** DATA SHOWN follows **

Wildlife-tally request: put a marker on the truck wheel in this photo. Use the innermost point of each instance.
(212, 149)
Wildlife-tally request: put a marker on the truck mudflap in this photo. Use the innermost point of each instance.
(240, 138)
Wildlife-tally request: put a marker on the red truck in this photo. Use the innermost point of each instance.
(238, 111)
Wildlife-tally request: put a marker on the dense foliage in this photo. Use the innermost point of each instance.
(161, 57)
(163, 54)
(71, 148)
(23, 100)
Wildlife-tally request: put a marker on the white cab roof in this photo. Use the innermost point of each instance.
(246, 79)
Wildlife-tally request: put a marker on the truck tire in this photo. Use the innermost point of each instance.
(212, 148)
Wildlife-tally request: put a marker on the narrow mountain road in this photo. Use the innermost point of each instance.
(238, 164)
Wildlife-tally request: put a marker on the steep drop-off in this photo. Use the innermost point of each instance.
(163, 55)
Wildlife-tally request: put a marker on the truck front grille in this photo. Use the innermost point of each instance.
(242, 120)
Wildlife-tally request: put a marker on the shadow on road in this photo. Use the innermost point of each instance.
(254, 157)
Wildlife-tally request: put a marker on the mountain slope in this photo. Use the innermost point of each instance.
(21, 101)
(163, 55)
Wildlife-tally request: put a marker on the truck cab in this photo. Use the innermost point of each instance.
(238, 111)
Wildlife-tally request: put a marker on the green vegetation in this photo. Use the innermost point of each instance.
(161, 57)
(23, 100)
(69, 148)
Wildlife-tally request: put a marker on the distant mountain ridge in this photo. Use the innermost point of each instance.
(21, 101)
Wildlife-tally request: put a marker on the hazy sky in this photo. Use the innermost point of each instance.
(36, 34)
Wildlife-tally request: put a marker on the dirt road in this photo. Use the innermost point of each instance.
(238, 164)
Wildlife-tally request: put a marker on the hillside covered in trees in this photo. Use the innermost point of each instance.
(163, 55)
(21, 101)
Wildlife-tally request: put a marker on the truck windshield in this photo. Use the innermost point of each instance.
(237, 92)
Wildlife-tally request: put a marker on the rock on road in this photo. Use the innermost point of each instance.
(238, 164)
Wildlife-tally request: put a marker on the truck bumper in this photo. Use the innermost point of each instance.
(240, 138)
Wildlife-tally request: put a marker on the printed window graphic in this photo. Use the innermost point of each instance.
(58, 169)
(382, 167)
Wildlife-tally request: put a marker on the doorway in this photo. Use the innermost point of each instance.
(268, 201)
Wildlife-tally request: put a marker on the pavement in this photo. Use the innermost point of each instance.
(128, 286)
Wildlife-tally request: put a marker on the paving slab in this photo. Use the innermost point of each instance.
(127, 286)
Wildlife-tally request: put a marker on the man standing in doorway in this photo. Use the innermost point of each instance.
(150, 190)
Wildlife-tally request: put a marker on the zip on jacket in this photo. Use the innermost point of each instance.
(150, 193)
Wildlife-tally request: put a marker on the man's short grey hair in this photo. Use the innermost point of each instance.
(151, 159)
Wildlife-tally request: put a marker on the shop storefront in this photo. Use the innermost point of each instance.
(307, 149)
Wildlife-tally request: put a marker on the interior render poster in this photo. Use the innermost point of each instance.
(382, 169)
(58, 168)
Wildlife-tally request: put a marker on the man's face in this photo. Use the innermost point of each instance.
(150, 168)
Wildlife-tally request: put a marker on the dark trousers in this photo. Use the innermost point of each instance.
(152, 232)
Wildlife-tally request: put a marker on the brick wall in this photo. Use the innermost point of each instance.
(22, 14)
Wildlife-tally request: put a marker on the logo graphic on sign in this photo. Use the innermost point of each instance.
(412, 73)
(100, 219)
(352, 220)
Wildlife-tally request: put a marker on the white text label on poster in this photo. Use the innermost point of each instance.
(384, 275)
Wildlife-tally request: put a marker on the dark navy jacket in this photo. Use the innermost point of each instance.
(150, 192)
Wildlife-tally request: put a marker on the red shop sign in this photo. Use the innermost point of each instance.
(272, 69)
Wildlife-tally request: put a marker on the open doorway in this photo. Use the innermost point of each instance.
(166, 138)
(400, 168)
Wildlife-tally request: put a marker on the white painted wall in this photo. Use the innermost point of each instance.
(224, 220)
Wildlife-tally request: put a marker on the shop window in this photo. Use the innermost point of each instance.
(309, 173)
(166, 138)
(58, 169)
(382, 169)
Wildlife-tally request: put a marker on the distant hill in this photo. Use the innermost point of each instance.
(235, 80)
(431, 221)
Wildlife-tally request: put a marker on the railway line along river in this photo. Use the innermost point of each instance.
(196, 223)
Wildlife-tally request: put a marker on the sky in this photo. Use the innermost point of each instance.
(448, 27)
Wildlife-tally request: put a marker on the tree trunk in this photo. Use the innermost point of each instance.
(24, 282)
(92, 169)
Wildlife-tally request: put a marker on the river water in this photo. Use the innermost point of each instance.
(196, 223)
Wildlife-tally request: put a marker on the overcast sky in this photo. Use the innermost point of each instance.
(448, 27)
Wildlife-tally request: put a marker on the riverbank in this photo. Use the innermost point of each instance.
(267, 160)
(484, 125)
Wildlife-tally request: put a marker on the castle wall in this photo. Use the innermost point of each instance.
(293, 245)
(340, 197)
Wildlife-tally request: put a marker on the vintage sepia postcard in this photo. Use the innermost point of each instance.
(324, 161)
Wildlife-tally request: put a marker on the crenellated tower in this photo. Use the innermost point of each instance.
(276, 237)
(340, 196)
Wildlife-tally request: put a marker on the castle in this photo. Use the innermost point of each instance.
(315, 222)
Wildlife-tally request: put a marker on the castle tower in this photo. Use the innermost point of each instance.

** End of DATA SHOWN **

▶ **HOW TO COMPLETE THIS TASK**
Take the records above and return them exactly as written.

▶ **TASK SOLUTION**
Wildlife-tally request: put a marker on the truck wheel in this photo. Use the innermost point of each instance.
(212, 149)
Wildlife-tally request: put a marker on the truck mudflap in this photo. Use the innermost point of each instance.
(240, 138)
Wildlife-tally request: put a marker on the red truck in this photo. Use the innermost point of each instance.
(238, 111)
Wildlife-tally request: put a marker on the dense foliage in this photo. Use the innermost point of each instance.
(161, 57)
(163, 54)
(71, 148)
(23, 100)
Wildlife-tally request: put a marker on the white cab roof in this photo. Use the innermost point of each instance.
(246, 79)
Wildlife-tally request: put a marker on the truck tire in this photo. Use the innermost point of each instance.
(212, 148)
Wildlife-tally request: put a marker on the narrow mountain road in this photo. Use the innermost point of each instance.
(238, 164)
Wildlife-tally request: put a marker on the steep drop-off in this photo. Use the innermost point of each instance.
(163, 55)
Wildlife-tally request: put a marker on the truck front grille in this photo. Use the innermost point of each instance.
(242, 120)
Wildlife-tally request: put a marker on the shadow on road in this photo. Use the innermost point of each instance.
(254, 157)
Wildlife-tally request: put a marker on the mountain slope in this photo. Use the innermost point of each instance.
(21, 101)
(163, 55)
Wildlife-tally request: put a marker on the truck cab in this photo. Use the innermost point of each instance.
(238, 111)
Wildlife-tally request: put a marker on the green vegetation in this photo. Use the innermost point of each instance.
(161, 57)
(23, 100)
(69, 148)
Wildlife-tally request: put a marker on the distant mountain ridge in this photo. Use the innermost point of each instance.
(21, 101)
Wildlife-tally request: put a marker on the hazy sky in this photo. Use the innermost point of each instance.
(36, 34)
Wildlife-tally request: put a marker on the dirt road in this photo. Use the innermost point of each instance.
(238, 164)
Wildlife-tally request: put a marker on the hillside covered in trees in this photo. Use the innermost point of each instance.
(163, 55)
(21, 101)
Wildlife-tally request: put a marker on the truck windshield in this photo. Use the innermost point of each instance.
(237, 92)
Wildlife-tally request: put a marker on the rock on road in this photo. Use the innermost point of each instance.
(238, 164)
Wildlife-tally request: put a marker on the truck bumper in this photo. Use the innermost point of each instance.
(240, 138)
Wildlife-tally request: put a marker on the printed window graphic in this photo. Use the innermost point of each instance.
(58, 169)
(382, 167)
Wildlife-tally request: put a marker on the doorway in this photo. Use the innermost point of each instance.
(268, 201)
Wildlife-tally request: put a marker on the pavement in this photo. Use the innermost point of each instance.
(128, 286)
Wildlife-tally request: put a marker on the paving slab in this photo. Use the innermost point of each instance.
(127, 286)
Wildlife-tally request: put a marker on the man standing in doorway in this photo. Use the innermost point of each instance.
(150, 190)
Wildlife-tally request: put a marker on the zip on jacket in this photo. Use the innermost point of each instance.
(150, 193)
Wildlife-tally request: put a marker on the man's short grey hair in this photo. Use the innermost point of each instance.
(151, 159)
Wildlife-tally request: put a marker on the shop storefront in this photo. Use the innermost point of each instance.
(307, 149)
Wildlife-tally request: put a marker on the interior render poster in this photo. Use the innermost point of each instance.
(382, 169)
(58, 168)
Wildlife-tally request: put a marker on the man's face in this photo. Use the innermost point of each instance.
(150, 168)
Wildlife-tally request: put a marker on the dark trousers in this photo. Use the innermost point of each instance.
(152, 232)
Wildlife-tally request: put a marker on the brick wall in this photo. Use the innermost point of each instance.
(22, 14)
Wildlife-tally request: put a marker on the logo graphic on sign in this photo. Use the innermost point of each instance.
(412, 73)
(100, 219)
(352, 220)
Wildlife-tally request: put a marker on the white text label on poster in this photo. Use the innermost point of each instance.
(384, 275)
Wildlife-tally request: put a marker on the dark navy jacket in this photo. Use the innermost point of each instance.
(150, 192)
Wildlife-tally request: put a marker on the red shop sign in this photo. Use the innermost point of each instance.
(272, 69)
Wildlife-tally request: put a marker on the open doorway in this photo. Use the innermost point of each instance.
(166, 138)
(400, 168)
Wildlife-tally request: put a marker on the white painted wall in this photo. Use the innermost point of each instance.
(224, 220)
Wildlife-tally request: put a marker on the shop window in this photo. Use the innermost point of each instance.
(309, 173)
(166, 138)
(58, 169)
(382, 169)
Wildlife-tally request: put a marker on the distant hill in this photo. Use the innermost point of each instance.
(235, 80)
(431, 221)
Wildlife-tally request: put a marker on the railway line along river in this photo. Use the innermost point of each instance.
(196, 223)
Wildlife-tally request: put a marker on the sky in this photo. Use the innermost point of each instance.
(448, 27)
Wildlife-tally request: put a marker on the tree trunk in this photo. Use the innermost point of each instance.
(24, 282)
(92, 169)
Wildlife-tally request: put a marker on the river water in this photo. Use the innermost point of each instance.
(196, 223)
Wildlife-tally request: put a marker on the overcast sky in this photo. Use the innermost point of each instance.
(448, 27)
Wildlife-tally request: put a marker on the riverbank in this photo. Use the innermost point of each instance.
(267, 160)
(484, 125)
Wildlife-tally request: put a marker on the castle wall in this photo. Use the innermost point of each instance.
(293, 245)
(340, 197)
Wildlife-tally request: put a marker on the vintage sepia postcard in this photo. Use the innermost point of each instance.
(324, 161)
Wildlife-tally request: put a marker on the crenellated tower in this photo. Use the innermost point of each instance.
(276, 237)
(340, 196)
Wildlife-tally request: put a marker on the castle in this photo. Use the innermost point of each instance.
(315, 222)
Wildlife-tally request: put a marker on the castle tower in this photo. Use the innermost point of each instance.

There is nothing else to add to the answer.